[Rows from a pointing dataset]
|---|

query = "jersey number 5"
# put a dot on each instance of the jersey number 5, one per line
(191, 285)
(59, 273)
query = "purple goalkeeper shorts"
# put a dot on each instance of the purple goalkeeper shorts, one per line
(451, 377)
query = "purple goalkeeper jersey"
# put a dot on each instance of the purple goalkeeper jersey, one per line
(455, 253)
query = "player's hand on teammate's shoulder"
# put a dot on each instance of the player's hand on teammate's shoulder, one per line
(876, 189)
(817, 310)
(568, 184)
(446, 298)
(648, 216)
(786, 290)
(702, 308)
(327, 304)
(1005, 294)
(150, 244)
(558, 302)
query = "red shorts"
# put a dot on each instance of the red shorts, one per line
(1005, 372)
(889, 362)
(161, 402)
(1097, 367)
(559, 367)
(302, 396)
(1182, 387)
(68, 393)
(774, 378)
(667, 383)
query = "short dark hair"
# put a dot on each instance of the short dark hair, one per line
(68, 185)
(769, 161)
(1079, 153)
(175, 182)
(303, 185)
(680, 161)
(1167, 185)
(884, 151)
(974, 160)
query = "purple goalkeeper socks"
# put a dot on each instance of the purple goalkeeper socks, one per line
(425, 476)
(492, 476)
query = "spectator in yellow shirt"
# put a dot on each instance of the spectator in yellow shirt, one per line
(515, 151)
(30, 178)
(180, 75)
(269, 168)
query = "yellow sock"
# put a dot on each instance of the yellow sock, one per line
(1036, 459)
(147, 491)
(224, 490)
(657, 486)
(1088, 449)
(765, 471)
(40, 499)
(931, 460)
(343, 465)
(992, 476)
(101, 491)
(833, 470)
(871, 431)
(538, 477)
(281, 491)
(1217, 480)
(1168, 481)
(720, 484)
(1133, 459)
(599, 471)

|---|

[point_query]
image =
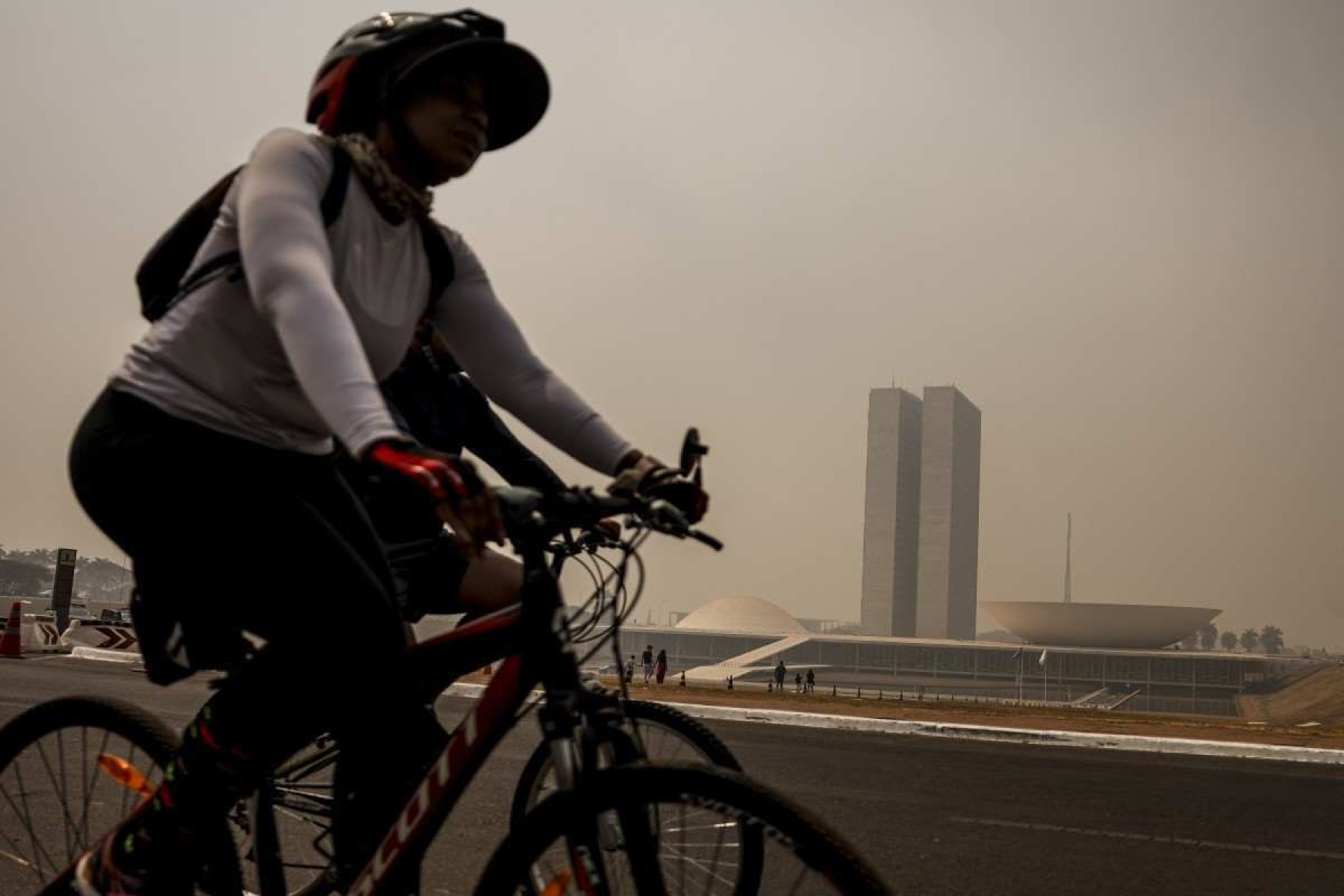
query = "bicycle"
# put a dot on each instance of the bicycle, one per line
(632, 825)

|---|

■ **TO BE DONE**: Please count the lines in the listing above that contain the string "hair", and reply with the number alone.

■ **ANSWER BELOW**: 2